* [RAW DATA]
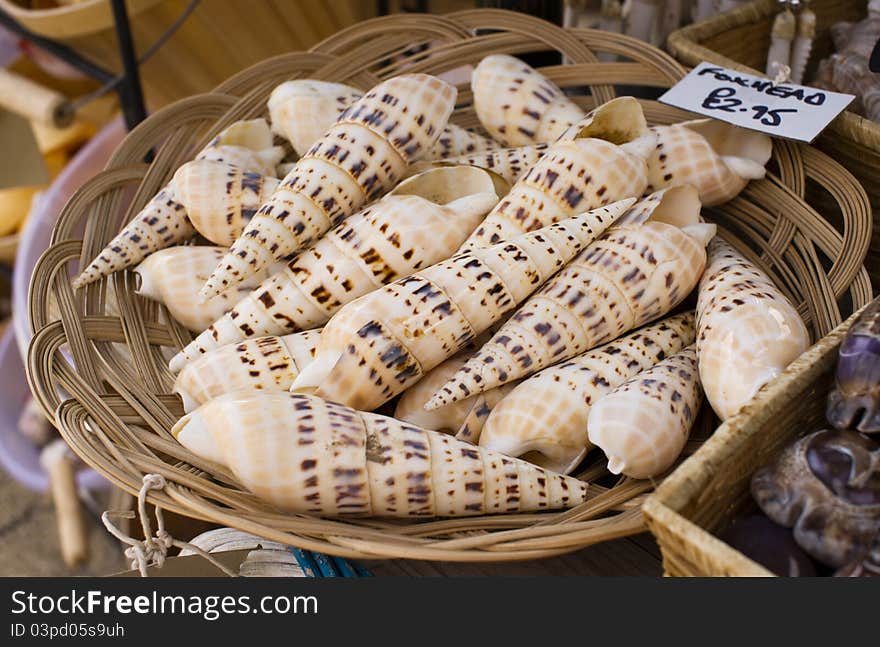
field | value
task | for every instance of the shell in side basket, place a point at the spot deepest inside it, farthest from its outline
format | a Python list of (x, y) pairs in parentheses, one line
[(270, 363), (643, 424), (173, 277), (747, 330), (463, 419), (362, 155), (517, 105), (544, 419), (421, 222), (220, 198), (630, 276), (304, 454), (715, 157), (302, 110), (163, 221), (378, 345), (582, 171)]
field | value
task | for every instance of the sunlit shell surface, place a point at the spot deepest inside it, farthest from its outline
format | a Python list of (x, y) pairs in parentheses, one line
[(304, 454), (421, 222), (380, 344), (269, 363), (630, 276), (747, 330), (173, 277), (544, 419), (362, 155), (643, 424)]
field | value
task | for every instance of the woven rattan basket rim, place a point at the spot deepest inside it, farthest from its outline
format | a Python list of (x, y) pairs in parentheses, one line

* [STATED TASK] Reproduce the listing above with every occurrence of "shell" replaced by "seashell", leaving all other text unchanged. Omit the pictures from your answer.

* [FINAL RESULT]
field | value
task | for every instance of the seashell in side basket, place a point at the spot deepest inside it, farthest from its outline
format | a Python list of (x, y) pairs in parentheses, one line
[(270, 363), (643, 424), (173, 277), (747, 330), (463, 419), (362, 155), (517, 105), (544, 419), (421, 222), (220, 198), (630, 276), (304, 454), (715, 157), (302, 110), (163, 221), (378, 345), (582, 171)]
field | value
task | for every instance of the sunlit seashell surface, place a point at the spot deepest inside it, farthest from its outline
format | a Python list of (x, y) pairs in parentheses, one line
[(304, 454), (421, 222), (380, 344), (269, 363), (630, 276), (747, 330), (173, 277), (544, 419), (362, 155), (643, 424)]
field | value
task | for every instance of the woven rattan basket rim, place a point at the spot deepest inside it, farthest from its outline
format | a Python list of (x, y) pairs in parentheses, one line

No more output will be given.